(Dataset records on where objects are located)

....

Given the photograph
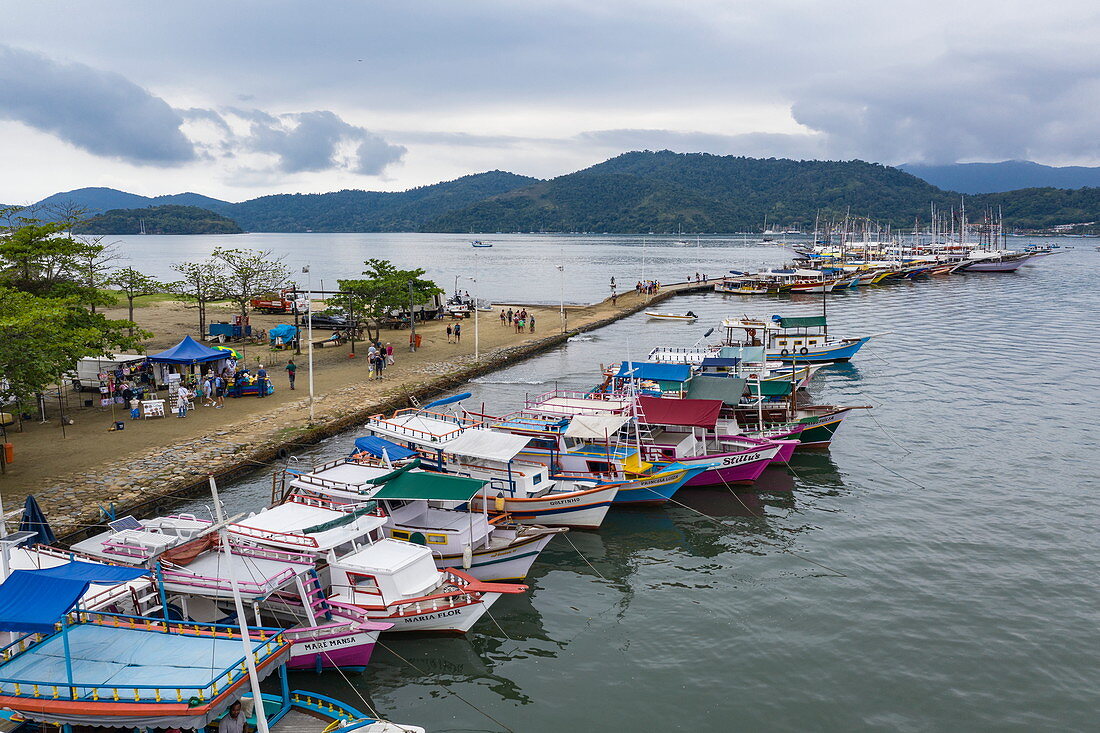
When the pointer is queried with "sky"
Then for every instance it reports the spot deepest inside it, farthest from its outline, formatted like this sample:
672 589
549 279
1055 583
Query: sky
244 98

....

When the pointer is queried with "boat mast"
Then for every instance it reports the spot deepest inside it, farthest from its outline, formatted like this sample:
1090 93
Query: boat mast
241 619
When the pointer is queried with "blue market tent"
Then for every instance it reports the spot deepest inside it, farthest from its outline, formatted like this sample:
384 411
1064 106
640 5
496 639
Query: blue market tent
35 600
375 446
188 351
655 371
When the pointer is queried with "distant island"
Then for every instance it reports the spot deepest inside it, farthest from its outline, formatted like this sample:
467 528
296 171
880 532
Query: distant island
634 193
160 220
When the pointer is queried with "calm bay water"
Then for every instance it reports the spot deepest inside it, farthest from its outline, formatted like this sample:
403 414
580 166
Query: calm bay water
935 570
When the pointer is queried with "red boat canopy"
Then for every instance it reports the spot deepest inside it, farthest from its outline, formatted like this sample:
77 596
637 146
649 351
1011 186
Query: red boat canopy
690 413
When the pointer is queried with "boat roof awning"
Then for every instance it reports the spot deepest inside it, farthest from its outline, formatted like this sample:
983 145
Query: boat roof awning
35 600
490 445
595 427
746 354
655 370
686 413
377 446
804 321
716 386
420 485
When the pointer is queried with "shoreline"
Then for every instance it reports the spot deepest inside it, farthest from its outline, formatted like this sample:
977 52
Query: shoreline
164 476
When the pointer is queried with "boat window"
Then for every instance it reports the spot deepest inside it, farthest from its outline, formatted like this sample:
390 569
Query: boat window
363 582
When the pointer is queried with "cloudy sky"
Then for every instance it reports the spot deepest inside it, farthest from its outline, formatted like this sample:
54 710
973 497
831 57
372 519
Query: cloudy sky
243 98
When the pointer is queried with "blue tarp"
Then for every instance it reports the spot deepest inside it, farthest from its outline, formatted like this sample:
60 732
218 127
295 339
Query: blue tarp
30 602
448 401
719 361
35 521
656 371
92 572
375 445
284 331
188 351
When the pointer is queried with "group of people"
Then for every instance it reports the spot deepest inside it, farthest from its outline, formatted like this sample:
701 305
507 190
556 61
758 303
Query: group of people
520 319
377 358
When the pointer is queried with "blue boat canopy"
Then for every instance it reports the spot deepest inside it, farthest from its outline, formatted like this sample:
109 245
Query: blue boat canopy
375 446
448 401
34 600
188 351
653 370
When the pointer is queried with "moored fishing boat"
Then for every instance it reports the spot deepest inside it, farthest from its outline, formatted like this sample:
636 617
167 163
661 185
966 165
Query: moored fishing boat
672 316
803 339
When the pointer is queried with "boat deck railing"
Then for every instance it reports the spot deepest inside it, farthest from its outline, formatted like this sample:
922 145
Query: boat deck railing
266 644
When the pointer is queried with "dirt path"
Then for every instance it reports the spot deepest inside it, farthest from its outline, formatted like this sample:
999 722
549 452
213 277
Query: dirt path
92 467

....

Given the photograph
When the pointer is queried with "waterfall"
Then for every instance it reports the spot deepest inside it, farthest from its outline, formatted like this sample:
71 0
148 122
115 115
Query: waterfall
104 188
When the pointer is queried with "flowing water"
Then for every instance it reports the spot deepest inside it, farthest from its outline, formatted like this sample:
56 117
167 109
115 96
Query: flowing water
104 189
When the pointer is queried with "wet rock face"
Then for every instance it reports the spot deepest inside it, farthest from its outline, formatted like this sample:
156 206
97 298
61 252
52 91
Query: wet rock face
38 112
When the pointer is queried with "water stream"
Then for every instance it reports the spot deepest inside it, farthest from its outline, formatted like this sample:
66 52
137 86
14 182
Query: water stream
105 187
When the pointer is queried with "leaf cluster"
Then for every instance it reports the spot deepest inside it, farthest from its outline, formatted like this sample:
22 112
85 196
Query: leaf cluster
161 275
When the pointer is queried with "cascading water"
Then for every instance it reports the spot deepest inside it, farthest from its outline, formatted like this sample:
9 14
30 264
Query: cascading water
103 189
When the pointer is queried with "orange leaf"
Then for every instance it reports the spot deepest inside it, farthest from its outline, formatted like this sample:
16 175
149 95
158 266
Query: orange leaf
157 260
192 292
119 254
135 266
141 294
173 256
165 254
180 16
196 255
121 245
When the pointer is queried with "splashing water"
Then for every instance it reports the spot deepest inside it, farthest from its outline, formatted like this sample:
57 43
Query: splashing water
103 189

....

Locate each line in the records above that contains the word "distant", and copy those lines.

COMPLETED TASK
When the pointer is queried with "distant island"
Query: distant island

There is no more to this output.